---- Records shown

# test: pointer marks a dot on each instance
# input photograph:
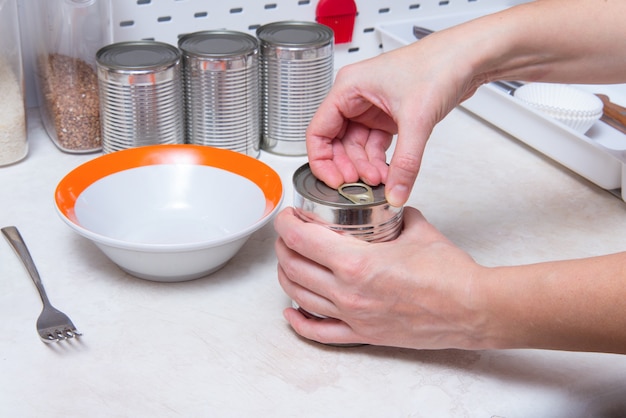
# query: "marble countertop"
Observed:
(219, 346)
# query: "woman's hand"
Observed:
(418, 291)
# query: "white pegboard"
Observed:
(167, 20)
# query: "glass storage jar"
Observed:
(13, 135)
(67, 35)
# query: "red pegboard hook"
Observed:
(339, 15)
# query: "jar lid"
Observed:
(295, 34)
(138, 56)
(218, 44)
(354, 195)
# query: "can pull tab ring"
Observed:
(358, 193)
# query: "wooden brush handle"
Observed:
(613, 114)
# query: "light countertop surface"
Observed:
(219, 346)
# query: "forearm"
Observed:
(577, 305)
(571, 41)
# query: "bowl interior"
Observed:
(168, 196)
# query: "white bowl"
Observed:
(574, 107)
(169, 212)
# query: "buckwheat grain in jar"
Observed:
(67, 34)
(13, 144)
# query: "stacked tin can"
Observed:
(296, 75)
(141, 101)
(221, 84)
(355, 209)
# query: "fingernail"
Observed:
(398, 195)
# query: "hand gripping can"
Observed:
(354, 209)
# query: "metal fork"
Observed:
(52, 325)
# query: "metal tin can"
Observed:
(141, 101)
(221, 85)
(296, 74)
(354, 209)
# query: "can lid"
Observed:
(218, 44)
(295, 34)
(354, 195)
(138, 56)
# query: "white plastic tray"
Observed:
(599, 155)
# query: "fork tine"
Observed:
(69, 333)
(49, 338)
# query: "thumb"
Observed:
(405, 161)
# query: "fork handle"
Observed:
(16, 241)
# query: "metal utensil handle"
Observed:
(16, 241)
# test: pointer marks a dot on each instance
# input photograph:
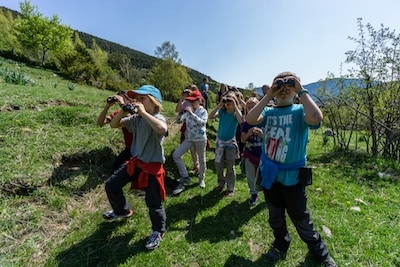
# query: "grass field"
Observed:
(54, 161)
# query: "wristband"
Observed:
(302, 92)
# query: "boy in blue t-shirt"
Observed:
(285, 129)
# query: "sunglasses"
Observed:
(288, 82)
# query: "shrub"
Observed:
(15, 77)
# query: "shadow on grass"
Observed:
(92, 165)
(98, 248)
(225, 224)
(238, 261)
(212, 228)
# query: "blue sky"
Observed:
(233, 41)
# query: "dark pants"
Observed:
(205, 97)
(114, 188)
(125, 155)
(293, 199)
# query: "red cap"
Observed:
(194, 95)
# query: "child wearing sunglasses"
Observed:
(285, 137)
(227, 149)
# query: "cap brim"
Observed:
(132, 94)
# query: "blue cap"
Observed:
(146, 90)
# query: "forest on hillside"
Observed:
(31, 38)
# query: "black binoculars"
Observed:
(130, 108)
(288, 82)
(112, 99)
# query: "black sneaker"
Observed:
(329, 262)
(253, 199)
(275, 255)
(110, 215)
(154, 240)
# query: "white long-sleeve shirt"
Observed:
(195, 124)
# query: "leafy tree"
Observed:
(167, 51)
(78, 63)
(170, 77)
(8, 40)
(371, 104)
(41, 34)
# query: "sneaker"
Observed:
(110, 215)
(202, 183)
(229, 193)
(185, 180)
(253, 199)
(275, 255)
(194, 171)
(178, 189)
(329, 262)
(154, 240)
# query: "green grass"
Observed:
(54, 161)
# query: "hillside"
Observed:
(139, 59)
(332, 85)
(55, 160)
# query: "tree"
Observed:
(371, 105)
(41, 34)
(78, 63)
(170, 77)
(167, 51)
(8, 41)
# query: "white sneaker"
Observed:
(154, 240)
(178, 189)
(202, 183)
(185, 180)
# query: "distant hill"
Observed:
(331, 85)
(139, 59)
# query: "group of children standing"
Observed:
(275, 139)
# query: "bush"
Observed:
(15, 77)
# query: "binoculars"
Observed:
(288, 82)
(112, 99)
(130, 108)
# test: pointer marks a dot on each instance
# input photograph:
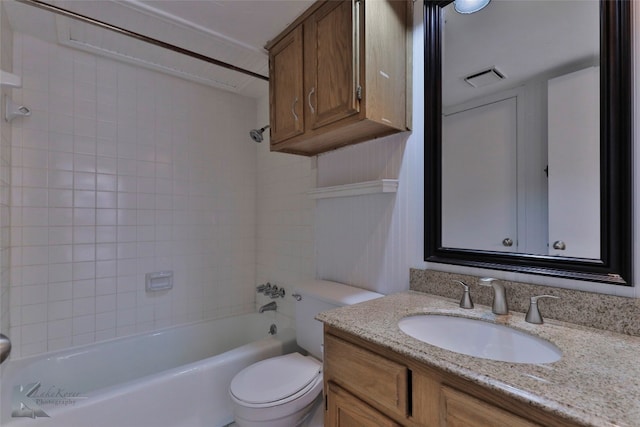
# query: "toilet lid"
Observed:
(275, 379)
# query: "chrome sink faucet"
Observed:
(465, 301)
(499, 305)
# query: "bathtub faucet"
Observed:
(270, 306)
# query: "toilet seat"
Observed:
(276, 381)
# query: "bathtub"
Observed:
(176, 377)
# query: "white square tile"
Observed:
(84, 216)
(106, 320)
(106, 269)
(60, 161)
(106, 182)
(85, 145)
(106, 286)
(34, 178)
(60, 216)
(60, 198)
(83, 253)
(84, 235)
(106, 199)
(106, 251)
(84, 270)
(59, 328)
(83, 306)
(60, 292)
(106, 217)
(60, 272)
(60, 179)
(84, 199)
(84, 289)
(84, 163)
(34, 255)
(61, 125)
(60, 254)
(106, 234)
(33, 236)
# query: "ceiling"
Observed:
(232, 31)
(523, 39)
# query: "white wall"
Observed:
(6, 59)
(121, 171)
(285, 251)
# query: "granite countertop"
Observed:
(595, 383)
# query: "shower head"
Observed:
(256, 134)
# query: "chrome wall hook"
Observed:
(13, 110)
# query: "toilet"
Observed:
(285, 391)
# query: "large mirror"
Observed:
(528, 137)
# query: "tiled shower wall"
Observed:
(285, 251)
(121, 171)
(6, 59)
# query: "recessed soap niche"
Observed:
(158, 281)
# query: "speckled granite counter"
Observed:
(596, 383)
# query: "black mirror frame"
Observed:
(615, 265)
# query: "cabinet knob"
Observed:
(559, 245)
(311, 92)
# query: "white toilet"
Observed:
(282, 391)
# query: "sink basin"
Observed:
(479, 339)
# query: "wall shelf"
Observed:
(357, 189)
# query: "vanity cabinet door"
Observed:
(345, 410)
(462, 410)
(286, 87)
(371, 377)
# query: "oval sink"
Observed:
(479, 339)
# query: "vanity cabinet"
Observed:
(338, 75)
(368, 385)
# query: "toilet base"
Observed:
(309, 416)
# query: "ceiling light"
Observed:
(469, 6)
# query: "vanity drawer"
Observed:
(370, 377)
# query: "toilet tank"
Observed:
(317, 296)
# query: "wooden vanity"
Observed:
(368, 385)
(375, 375)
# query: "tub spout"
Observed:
(270, 306)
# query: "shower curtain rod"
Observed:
(101, 24)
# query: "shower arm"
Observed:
(132, 34)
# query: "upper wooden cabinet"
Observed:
(338, 75)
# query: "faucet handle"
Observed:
(533, 314)
(465, 301)
(277, 292)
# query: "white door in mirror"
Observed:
(574, 159)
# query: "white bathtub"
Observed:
(177, 377)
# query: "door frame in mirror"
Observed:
(615, 264)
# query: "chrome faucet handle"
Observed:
(465, 301)
(499, 305)
(533, 314)
(277, 292)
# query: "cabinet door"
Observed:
(331, 63)
(463, 410)
(286, 87)
(345, 410)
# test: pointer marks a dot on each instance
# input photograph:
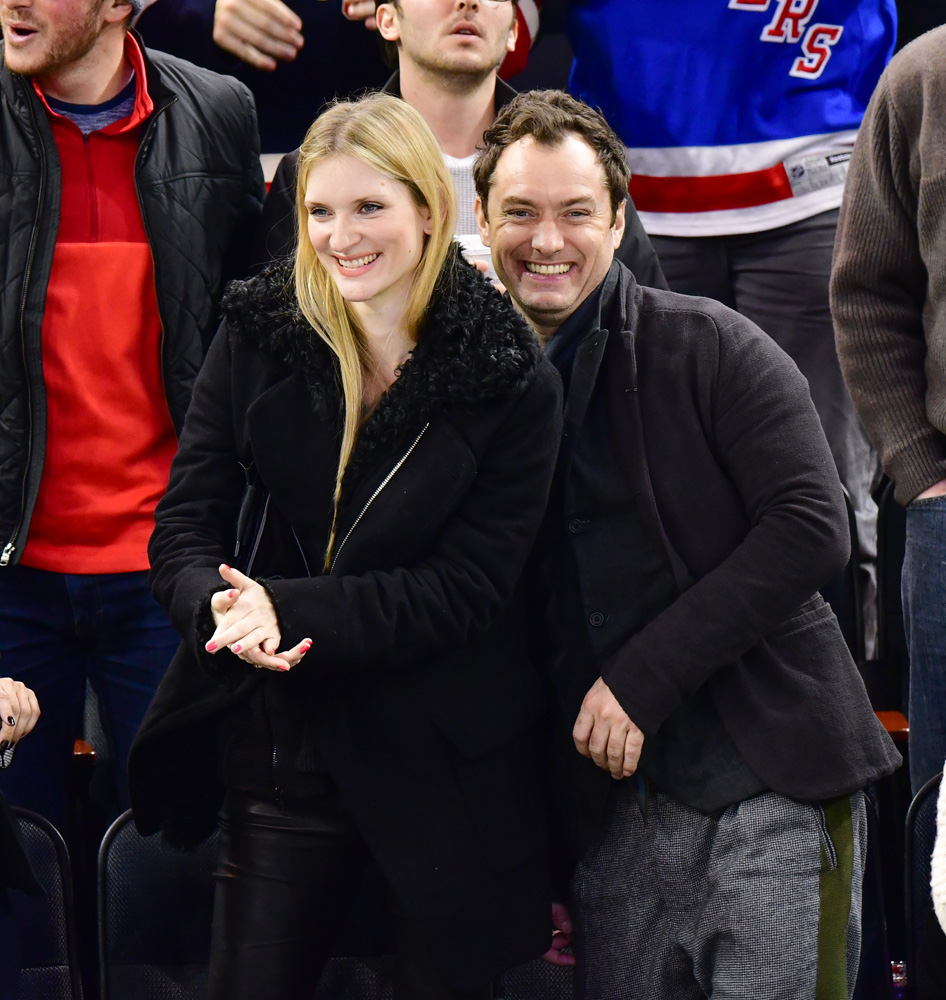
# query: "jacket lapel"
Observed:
(284, 421)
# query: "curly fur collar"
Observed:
(473, 347)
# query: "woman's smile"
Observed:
(368, 231)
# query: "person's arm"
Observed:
(19, 713)
(241, 251)
(767, 438)
(395, 616)
(260, 32)
(878, 294)
(196, 519)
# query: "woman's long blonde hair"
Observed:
(389, 135)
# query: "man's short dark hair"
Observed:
(550, 116)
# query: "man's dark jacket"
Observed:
(277, 231)
(200, 188)
(713, 428)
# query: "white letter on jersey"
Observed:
(788, 24)
(817, 48)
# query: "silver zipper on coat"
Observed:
(10, 547)
(259, 537)
(373, 497)
(143, 148)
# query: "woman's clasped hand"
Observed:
(247, 624)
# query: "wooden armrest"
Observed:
(896, 725)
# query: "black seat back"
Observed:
(46, 923)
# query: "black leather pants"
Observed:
(285, 879)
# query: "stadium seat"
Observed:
(46, 923)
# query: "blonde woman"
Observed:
(373, 434)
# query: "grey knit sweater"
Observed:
(888, 288)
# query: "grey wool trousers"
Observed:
(762, 902)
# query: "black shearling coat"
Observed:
(419, 683)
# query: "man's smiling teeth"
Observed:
(547, 268)
(357, 261)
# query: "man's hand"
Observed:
(246, 624)
(361, 10)
(604, 732)
(258, 31)
(561, 937)
(936, 490)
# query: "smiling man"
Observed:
(448, 53)
(129, 183)
(715, 733)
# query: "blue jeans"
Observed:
(924, 621)
(779, 279)
(57, 631)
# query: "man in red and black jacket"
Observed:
(128, 183)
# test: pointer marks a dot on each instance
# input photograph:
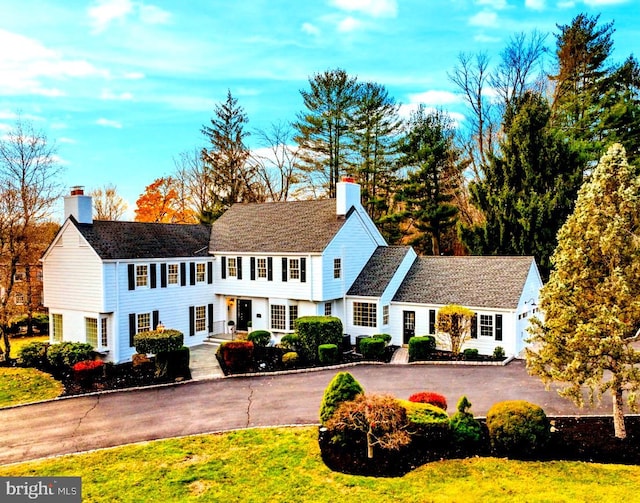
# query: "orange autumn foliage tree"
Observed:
(162, 201)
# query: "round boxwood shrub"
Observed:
(518, 428)
(342, 388)
(158, 341)
(421, 347)
(372, 348)
(259, 338)
(328, 354)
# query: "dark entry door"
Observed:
(408, 325)
(244, 314)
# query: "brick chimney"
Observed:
(347, 195)
(78, 205)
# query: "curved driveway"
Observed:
(108, 419)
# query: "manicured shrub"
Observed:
(430, 397)
(466, 431)
(343, 387)
(259, 338)
(498, 353)
(316, 330)
(372, 348)
(158, 341)
(34, 354)
(470, 354)
(518, 428)
(328, 354)
(421, 347)
(237, 356)
(64, 355)
(290, 359)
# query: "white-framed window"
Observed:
(294, 268)
(143, 322)
(262, 267)
(56, 326)
(91, 331)
(232, 267)
(201, 318)
(365, 314)
(201, 273)
(142, 276)
(337, 268)
(486, 325)
(173, 274)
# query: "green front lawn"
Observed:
(283, 464)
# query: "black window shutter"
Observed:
(474, 327)
(498, 327)
(183, 274)
(131, 269)
(210, 318)
(432, 321)
(132, 328)
(163, 275)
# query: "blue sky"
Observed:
(124, 86)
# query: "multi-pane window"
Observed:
(262, 267)
(294, 268)
(141, 275)
(144, 322)
(201, 273)
(486, 325)
(56, 323)
(201, 318)
(364, 314)
(293, 316)
(232, 267)
(278, 317)
(172, 274)
(91, 331)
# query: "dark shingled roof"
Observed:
(130, 240)
(284, 227)
(379, 270)
(470, 281)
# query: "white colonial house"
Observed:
(261, 266)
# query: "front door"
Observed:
(244, 314)
(408, 325)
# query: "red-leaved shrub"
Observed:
(430, 397)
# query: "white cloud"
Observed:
(374, 8)
(109, 123)
(484, 18)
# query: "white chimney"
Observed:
(78, 205)
(347, 195)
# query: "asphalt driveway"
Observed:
(109, 419)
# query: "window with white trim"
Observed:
(486, 325)
(142, 272)
(278, 317)
(365, 314)
(294, 268)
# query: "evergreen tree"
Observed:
(591, 303)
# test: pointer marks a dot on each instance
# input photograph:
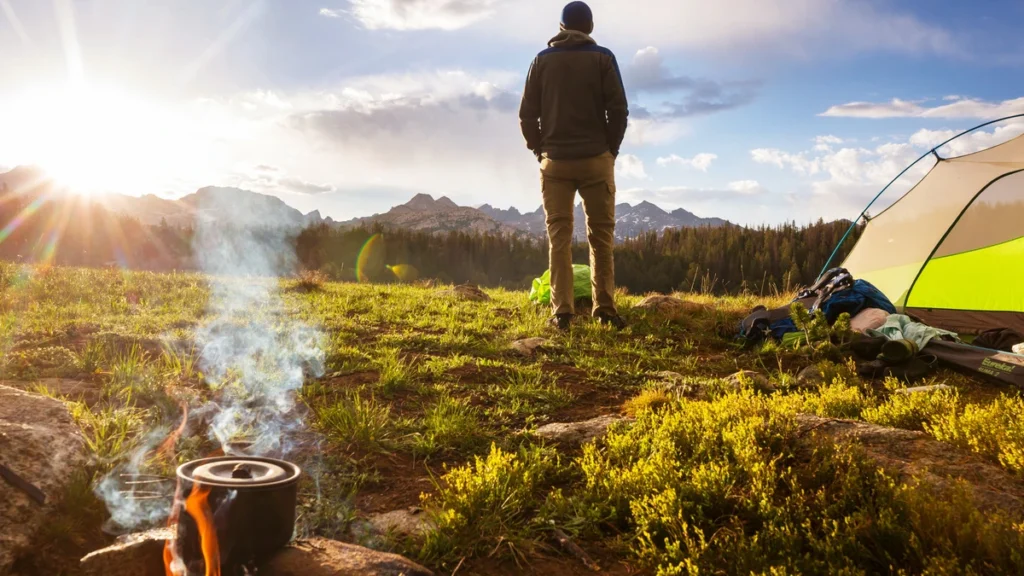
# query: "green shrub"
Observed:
(913, 411)
(395, 373)
(450, 424)
(110, 433)
(995, 430)
(358, 422)
(650, 399)
(838, 401)
(724, 487)
(488, 506)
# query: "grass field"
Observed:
(421, 403)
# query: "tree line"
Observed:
(723, 259)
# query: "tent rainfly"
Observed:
(950, 251)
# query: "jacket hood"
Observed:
(569, 38)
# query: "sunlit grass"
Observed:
(709, 479)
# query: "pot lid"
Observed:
(236, 471)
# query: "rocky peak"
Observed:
(422, 202)
(445, 203)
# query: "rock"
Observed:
(408, 522)
(811, 377)
(574, 434)
(529, 346)
(40, 443)
(77, 391)
(926, 389)
(466, 292)
(142, 554)
(675, 383)
(320, 557)
(669, 304)
(913, 454)
(134, 554)
(742, 378)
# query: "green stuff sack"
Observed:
(541, 292)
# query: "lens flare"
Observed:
(22, 217)
(371, 252)
(404, 273)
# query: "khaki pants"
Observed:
(595, 179)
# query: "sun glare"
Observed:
(97, 138)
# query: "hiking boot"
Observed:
(867, 347)
(898, 352)
(561, 322)
(614, 321)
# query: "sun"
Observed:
(96, 138)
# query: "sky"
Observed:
(756, 111)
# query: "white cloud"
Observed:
(745, 188)
(688, 96)
(653, 131)
(700, 161)
(799, 28)
(631, 166)
(444, 130)
(847, 177)
(957, 108)
(801, 163)
(824, 144)
(420, 14)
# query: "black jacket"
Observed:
(574, 104)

--------

§ Activity:
Go through the entries. Report every line that contains the word "pegboard".

§ Response area:
# query: "white pegboard"
# query: "red pegboard hook"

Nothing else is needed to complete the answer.